Reproduce the passage on Andrew Johnson's Reconstruction plan word for word, in full.

Text section:

● ● ● ●

Following the
assassination of Abraham Lincoln in April 1865, Vice President
Andrew Johnson, a
War Democrat from
Tennessee, was sworn in as president. Johnson had been elected
in November 1864 on the Union Party ticket with Lincoln, a
Republican, and, having been inaugurated in March 1865, had
served just over a month as vice president when he assumed the
presidency. The Civil War had recently ended, and the new chief
executive inherited the task of overseeing the Reconstruction
process of reintegrating the former Confederate states back into
the Union. Loyal state governments had already been established
by the Lincoln administration in Arkansas, Louisiana, Tennessee,
and Virginia (although none had been recognized by Congress).
The other seven states of the failed Confederacy—North Carolina,
South Carolina, Georgia, Florida, Alabama, Mississippi, and
Texas—had yet to undergo the process.
On May 29, 1865, President Johnson announced his
Reconstruction plan and began implementing it during the summer
of 1865 when Congress was in recess. He offered general amnesty
to all who would take an oath of future loyalty to the Union and
agree to accept all laws and proclamations issued during the
Civil War emancipating slaves. He appointed temporary
governors, authorizing them to call constitutional conventions
in their respective states. The president allowed most of those
who had been eligible voters in 1860 (a qualification that
excluded blacks) to participate in elections for delegates to
state constitutional conventions and, subsequently, for state
and federal office-holders. However, he withheld political
rights from high-ranking Confederate officials and men of wealth
(worth over $20,000) until they personally petitioned the
president for individual pardons. The cover of the
October 14, 1865 issue of Harper’s Weekly showed a
roomful of former Confederates seeking pardons from the
president.

● ● ● ●

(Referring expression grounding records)
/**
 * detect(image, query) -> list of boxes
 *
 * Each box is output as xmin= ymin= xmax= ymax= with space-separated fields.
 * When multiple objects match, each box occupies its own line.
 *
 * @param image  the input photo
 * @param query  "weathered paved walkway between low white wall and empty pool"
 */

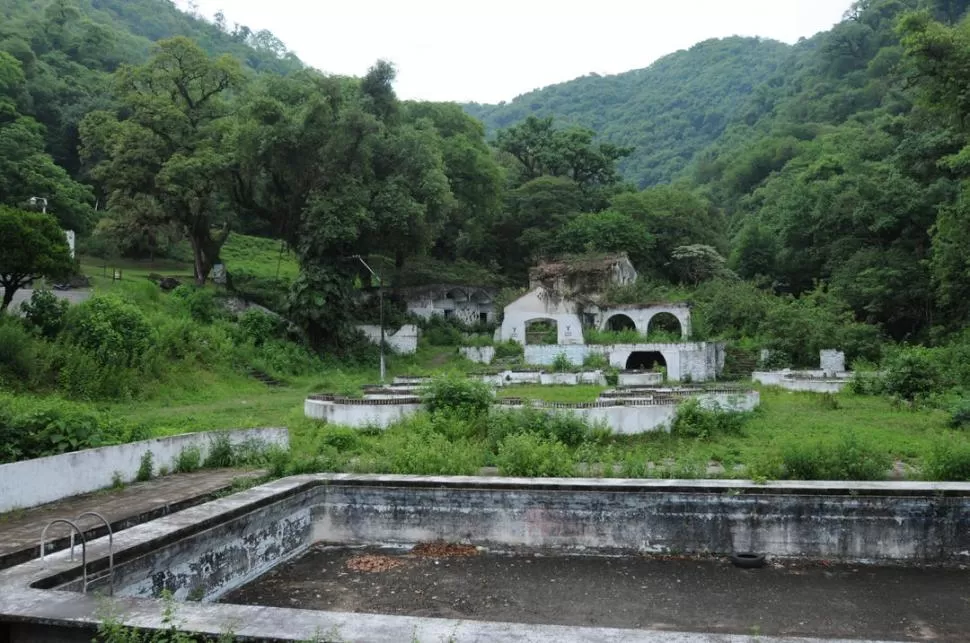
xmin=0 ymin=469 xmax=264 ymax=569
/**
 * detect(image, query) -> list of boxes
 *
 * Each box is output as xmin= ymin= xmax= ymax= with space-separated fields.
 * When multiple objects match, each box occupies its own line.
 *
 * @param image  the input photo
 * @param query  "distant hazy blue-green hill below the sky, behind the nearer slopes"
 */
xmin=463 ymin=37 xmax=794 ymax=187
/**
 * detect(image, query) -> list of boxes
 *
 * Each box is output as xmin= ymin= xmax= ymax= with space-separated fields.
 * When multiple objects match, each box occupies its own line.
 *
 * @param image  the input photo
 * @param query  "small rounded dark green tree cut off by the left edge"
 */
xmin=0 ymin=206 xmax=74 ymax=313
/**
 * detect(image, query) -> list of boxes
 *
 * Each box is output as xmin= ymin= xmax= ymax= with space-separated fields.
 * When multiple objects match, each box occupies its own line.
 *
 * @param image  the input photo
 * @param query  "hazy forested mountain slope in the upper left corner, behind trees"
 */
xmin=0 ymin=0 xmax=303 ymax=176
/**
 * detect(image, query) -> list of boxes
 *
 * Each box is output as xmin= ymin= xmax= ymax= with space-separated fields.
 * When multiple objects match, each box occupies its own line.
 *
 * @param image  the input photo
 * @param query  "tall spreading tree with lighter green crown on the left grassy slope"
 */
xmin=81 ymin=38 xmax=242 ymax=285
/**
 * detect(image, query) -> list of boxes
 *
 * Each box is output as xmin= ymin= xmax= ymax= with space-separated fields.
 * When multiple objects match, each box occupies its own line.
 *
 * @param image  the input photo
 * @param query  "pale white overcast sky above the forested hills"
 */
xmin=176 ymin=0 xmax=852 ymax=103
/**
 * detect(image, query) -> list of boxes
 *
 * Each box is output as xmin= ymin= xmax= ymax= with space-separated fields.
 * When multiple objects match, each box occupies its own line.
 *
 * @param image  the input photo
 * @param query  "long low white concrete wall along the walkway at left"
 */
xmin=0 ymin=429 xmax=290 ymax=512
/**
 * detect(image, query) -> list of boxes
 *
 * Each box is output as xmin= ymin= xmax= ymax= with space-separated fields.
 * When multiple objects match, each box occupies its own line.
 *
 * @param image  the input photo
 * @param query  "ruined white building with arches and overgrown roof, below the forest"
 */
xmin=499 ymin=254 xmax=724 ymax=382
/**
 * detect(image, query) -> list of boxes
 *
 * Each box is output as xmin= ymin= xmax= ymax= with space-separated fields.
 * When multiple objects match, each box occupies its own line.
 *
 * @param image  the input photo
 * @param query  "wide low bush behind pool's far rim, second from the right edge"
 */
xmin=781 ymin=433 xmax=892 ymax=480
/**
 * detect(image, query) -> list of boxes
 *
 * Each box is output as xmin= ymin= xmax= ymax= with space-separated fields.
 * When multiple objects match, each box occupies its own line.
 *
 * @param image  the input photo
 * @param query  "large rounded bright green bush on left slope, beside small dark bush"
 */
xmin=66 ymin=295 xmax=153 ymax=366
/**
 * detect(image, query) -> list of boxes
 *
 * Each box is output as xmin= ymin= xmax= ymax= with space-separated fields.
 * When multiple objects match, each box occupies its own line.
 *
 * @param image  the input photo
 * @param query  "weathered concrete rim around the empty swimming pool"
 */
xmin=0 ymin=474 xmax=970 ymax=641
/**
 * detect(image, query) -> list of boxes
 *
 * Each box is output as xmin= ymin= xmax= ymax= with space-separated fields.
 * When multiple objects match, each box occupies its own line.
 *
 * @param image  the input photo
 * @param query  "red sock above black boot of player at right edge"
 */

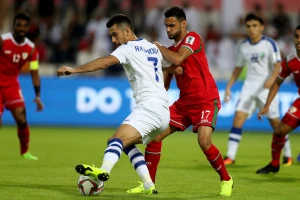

● ● ● ●

Final answer:
Following the
assassination of Abraham Lincoln in April 1865, Vice President
Andrew Johnson, a
War Democrat from
Tennessee, was sworn in as president. Johnson had been elected
in November 1864 on the Union Party ticket with Lincoln, a
Republican, and, having been inaugurated in March 1865, had
served just over a month as vice president when he assumed the
presidency. The Civil War had recently ended, and the new chief
executive inherited the task of overseeing the Reconstruction
process of reintegrating the former Confederate states back into
the Union. Loyal state governments had already been established
by the Lincoln administration in Arkansas, Louisiana, Tennessee,
and Virginia (although none had been recognized by Congress).
The other seven states of the failed Confederacy—North Carolina,
South Carolina, Georgia, Florida, Alabama, Mississippi, and
Texas—had yet to undergo the process.
On May 29, 1865, President Johnson announced his
Reconstruction plan and began implementing it during the summer
of 1865 when Congress was in recess. He offered general amnesty
to all who would take an oath of future loyalty to the Union and
agree to accept all laws and proclamations issued during the
Civil War emancipating slaves. He appointed temporary
governors, authorizing them to call constitutional conventions
in their respective states. The president allowed most of those
who had been eligible voters in 1860 (a qualification that
excluded blacks) to participate in elections for delegates to
state constitutional conventions and, subsequently, for state
and federal office-holders. However, he withheld political
rights from high-ranking Confederate officials and men of wealth
(worth over $20,000) until they personally petitioned the
president for individual pardons. The cover of the
October 14, 1865 issue of Harper’s Weekly showed a
roomful of former Confederates seeking pardons from the
president.